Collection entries
+--
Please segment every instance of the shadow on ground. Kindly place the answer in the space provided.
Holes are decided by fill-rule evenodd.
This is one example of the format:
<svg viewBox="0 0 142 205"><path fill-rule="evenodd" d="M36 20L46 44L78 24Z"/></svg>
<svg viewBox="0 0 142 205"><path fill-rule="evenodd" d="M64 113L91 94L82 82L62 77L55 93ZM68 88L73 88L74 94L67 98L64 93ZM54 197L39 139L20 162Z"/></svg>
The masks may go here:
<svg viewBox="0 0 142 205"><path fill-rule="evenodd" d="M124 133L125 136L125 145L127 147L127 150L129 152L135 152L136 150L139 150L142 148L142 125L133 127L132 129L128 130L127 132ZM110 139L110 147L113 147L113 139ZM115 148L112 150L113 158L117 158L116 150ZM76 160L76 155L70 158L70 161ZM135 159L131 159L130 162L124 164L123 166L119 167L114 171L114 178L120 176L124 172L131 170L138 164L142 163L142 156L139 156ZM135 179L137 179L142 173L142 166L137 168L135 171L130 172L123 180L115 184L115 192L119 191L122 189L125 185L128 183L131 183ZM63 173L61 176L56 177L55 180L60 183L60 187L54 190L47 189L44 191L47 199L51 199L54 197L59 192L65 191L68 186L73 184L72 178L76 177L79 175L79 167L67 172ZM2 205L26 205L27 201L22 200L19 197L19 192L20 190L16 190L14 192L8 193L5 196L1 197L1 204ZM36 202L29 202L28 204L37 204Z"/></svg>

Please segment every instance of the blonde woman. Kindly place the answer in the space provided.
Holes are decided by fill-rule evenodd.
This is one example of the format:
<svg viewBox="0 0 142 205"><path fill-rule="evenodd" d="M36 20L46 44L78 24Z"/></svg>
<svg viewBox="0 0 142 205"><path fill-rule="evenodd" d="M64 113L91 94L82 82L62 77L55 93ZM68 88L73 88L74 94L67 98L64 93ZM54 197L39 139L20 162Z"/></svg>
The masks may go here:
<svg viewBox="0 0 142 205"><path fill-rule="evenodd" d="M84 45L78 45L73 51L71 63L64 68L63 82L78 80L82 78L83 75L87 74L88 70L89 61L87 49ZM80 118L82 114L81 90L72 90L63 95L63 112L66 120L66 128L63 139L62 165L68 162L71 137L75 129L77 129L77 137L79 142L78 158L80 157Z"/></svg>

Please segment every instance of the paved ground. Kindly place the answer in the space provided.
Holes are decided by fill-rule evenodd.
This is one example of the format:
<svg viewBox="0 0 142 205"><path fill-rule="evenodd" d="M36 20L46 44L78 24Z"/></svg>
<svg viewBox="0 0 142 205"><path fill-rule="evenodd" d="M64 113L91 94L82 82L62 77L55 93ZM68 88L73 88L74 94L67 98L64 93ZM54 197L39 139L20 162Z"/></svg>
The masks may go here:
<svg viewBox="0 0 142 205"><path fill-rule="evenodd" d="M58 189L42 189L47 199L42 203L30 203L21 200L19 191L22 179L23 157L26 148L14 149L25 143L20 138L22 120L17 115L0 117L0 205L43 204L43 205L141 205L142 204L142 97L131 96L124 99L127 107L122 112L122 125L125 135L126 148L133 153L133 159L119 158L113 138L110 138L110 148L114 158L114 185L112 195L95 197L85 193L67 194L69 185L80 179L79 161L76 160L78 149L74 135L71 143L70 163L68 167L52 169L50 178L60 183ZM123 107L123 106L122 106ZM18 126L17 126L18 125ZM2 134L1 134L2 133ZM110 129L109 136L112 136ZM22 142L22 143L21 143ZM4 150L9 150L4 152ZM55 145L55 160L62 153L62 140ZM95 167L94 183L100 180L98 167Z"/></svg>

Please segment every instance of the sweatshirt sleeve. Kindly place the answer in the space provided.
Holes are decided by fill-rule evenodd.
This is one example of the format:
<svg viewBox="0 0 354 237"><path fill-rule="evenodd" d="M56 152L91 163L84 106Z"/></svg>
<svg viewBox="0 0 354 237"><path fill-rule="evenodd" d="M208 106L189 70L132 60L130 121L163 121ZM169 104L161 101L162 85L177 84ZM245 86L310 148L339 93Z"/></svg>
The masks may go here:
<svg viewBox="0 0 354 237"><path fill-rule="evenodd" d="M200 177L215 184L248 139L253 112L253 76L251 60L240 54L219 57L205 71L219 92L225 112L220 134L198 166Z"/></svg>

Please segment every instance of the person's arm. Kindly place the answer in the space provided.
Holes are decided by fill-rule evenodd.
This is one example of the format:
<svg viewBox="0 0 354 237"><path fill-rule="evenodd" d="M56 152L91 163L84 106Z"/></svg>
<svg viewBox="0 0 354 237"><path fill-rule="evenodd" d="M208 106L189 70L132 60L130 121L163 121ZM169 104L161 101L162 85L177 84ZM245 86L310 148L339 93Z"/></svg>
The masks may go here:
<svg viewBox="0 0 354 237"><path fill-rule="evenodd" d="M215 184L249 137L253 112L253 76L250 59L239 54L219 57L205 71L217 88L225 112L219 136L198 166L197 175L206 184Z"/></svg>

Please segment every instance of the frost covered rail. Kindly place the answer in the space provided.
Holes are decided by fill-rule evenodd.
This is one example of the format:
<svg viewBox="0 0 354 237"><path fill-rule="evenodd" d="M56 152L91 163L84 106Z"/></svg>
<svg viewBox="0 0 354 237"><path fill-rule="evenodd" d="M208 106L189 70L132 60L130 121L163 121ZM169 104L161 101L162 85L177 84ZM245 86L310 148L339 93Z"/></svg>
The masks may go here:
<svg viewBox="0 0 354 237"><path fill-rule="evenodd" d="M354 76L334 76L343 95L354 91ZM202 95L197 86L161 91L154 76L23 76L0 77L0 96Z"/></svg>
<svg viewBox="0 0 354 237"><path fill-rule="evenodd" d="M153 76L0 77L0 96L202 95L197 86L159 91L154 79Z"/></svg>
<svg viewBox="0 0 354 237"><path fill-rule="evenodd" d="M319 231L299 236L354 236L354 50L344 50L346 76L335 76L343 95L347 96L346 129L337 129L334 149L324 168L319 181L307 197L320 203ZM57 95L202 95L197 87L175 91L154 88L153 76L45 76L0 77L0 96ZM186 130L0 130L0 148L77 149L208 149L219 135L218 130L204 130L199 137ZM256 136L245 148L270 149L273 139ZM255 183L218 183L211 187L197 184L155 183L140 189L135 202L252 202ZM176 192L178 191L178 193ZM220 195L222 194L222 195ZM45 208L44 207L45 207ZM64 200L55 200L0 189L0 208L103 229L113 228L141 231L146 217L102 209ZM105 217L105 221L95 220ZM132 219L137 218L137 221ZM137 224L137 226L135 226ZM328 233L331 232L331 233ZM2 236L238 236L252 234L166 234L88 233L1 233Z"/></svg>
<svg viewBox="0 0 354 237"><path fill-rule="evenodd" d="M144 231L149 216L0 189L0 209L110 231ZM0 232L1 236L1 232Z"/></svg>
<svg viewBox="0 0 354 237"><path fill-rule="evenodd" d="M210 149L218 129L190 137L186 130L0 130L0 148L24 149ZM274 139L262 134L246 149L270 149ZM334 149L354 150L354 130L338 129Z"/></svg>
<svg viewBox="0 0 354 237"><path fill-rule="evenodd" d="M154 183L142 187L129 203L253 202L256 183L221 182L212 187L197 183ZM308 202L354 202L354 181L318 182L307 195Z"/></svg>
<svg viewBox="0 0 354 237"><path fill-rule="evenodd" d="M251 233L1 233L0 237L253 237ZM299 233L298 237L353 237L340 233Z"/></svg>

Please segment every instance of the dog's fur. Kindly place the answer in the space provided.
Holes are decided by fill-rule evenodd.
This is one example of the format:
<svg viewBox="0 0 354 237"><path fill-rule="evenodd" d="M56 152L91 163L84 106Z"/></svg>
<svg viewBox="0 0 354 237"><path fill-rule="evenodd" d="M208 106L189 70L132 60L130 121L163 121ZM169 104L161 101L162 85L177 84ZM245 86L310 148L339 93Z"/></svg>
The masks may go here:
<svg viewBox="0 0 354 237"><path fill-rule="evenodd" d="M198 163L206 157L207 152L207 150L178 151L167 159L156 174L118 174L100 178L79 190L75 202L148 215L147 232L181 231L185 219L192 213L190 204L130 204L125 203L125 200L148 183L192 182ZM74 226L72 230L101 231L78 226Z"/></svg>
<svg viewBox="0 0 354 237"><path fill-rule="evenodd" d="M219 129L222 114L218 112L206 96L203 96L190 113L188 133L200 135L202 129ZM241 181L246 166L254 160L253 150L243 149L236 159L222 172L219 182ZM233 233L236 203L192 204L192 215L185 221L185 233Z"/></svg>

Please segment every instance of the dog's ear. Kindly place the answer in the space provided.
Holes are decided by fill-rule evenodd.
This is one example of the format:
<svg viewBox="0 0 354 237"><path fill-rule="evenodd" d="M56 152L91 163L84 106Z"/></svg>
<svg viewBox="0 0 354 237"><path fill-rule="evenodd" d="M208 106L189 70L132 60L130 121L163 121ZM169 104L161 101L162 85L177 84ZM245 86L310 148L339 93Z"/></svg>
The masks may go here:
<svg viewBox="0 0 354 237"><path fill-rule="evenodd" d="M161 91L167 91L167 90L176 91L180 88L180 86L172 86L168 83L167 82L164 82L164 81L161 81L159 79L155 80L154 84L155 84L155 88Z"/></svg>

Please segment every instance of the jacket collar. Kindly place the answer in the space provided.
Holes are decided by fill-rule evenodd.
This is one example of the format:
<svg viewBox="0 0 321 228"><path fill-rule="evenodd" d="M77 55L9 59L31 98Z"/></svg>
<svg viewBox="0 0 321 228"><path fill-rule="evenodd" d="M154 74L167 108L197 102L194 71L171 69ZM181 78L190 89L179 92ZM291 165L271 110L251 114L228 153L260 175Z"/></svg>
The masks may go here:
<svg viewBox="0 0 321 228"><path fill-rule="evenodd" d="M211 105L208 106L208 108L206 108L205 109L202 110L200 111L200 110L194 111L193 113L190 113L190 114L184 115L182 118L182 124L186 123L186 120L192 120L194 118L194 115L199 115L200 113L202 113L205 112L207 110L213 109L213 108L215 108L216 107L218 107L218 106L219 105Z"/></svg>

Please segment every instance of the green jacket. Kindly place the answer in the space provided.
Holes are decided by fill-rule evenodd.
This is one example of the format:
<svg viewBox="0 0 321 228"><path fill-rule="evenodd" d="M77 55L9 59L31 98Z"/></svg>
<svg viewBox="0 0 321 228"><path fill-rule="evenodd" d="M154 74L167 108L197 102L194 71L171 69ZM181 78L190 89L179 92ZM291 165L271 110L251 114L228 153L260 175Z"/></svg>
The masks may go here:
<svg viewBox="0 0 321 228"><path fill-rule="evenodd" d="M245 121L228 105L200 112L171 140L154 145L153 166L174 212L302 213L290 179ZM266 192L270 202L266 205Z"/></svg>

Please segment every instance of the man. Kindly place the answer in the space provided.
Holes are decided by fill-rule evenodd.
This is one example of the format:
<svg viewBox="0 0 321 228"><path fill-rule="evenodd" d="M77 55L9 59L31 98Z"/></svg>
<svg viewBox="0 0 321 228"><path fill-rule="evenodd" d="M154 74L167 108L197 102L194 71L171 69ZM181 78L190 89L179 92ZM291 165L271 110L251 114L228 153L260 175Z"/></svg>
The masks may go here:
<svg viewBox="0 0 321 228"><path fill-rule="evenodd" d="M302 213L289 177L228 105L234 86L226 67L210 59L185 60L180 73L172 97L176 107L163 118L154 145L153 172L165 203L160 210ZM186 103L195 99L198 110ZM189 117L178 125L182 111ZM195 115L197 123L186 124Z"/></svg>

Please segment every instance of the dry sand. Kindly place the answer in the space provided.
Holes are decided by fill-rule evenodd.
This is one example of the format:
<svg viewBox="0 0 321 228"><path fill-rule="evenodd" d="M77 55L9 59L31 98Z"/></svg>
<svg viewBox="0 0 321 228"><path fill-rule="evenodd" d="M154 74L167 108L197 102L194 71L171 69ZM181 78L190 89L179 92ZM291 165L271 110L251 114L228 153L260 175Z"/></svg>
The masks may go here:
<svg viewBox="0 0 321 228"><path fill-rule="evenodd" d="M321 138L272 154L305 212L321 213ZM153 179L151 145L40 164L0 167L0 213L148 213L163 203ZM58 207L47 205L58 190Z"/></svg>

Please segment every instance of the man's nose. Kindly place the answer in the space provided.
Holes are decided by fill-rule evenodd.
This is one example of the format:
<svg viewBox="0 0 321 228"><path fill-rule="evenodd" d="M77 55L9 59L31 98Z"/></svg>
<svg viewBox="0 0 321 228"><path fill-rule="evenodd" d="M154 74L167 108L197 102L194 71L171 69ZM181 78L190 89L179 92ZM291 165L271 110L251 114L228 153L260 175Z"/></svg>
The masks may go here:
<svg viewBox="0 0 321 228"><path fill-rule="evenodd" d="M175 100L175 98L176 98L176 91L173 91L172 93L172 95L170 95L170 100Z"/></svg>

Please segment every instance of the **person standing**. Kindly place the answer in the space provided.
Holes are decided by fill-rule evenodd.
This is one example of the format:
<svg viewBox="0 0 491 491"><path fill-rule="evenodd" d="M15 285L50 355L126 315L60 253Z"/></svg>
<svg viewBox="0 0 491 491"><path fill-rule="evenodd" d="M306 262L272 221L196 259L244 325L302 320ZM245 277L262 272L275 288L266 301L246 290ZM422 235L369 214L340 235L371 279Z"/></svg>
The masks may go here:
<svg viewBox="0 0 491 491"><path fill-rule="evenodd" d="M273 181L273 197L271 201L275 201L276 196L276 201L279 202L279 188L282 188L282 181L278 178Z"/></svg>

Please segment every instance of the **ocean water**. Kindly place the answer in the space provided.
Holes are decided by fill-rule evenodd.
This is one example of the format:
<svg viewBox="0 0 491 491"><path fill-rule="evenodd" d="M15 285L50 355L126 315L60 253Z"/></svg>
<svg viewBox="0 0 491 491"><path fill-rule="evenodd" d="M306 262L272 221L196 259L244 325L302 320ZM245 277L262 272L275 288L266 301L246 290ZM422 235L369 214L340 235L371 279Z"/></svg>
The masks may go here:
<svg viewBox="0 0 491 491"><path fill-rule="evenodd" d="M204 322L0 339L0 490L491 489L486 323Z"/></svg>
+--
To be done
Copy the rows word for word, starting from their first line and ending with the line that contains "45L78 45L73 51L71", including that line.

Task answer
Please segment every instance of the shadow on ground. Kindly place the answer in the space provided.
Holes are decided by fill-rule evenodd.
This is one example of the format:
<svg viewBox="0 0 142 205"><path fill-rule="evenodd" d="M36 20L46 44L78 24Z"/></svg>
<svg viewBox="0 0 142 205"><path fill-rule="evenodd" d="M64 113L91 94L82 82L62 77L55 93ZM68 88L73 88L74 94L67 98L64 93ZM54 197L39 139L20 162Z"/></svg>
The masks may go here:
<svg viewBox="0 0 142 205"><path fill-rule="evenodd" d="M124 133L125 136L125 145L127 147L127 150L129 152L135 152L136 150L139 150L142 148L142 125L133 127L132 129L128 130L127 132ZM110 139L110 147L113 147L113 139ZM115 148L112 150L113 158L117 158L116 150ZM76 160L76 155L70 158L70 161ZM135 159L131 159L130 162L124 164L123 166L119 167L114 171L114 178L120 176L124 172L131 170L138 164L142 163L142 156L139 156ZM135 179L137 179L142 173L142 166L137 168L135 171L130 172L123 180L115 184L115 192L119 191L122 189L125 185L128 183L131 183ZM63 173L61 176L56 177L55 180L60 183L60 187L54 190L47 189L44 191L47 199L51 199L54 197L59 192L65 191L68 186L73 184L72 178L76 177L79 175L79 167L67 172ZM2 205L26 205L27 201L22 200L19 197L19 192L20 190L16 190L14 192L8 193L5 196L1 197L1 204ZM36 202L29 202L28 204L37 204Z"/></svg>

Please segment every instance of the blonde woman. Kindly place the answer in the space provided.
Holes are decided by fill-rule evenodd.
This is one example of the format:
<svg viewBox="0 0 142 205"><path fill-rule="evenodd" d="M36 20L46 44L78 24Z"/></svg>
<svg viewBox="0 0 142 205"><path fill-rule="evenodd" d="M64 113L91 94L82 82L62 77L55 93ZM68 88L73 88L74 94L67 98L64 93ZM54 197L39 139L20 162Z"/></svg>
The masks may go here:
<svg viewBox="0 0 142 205"><path fill-rule="evenodd" d="M84 45L78 45L73 51L71 63L64 68L63 82L78 80L82 78L83 75L87 74L88 70L89 61L87 49ZM80 118L82 114L81 90L72 90L63 95L63 112L66 120L66 128L63 139L62 165L68 162L71 137L75 129L77 129L77 137L79 142L78 158L80 157Z"/></svg>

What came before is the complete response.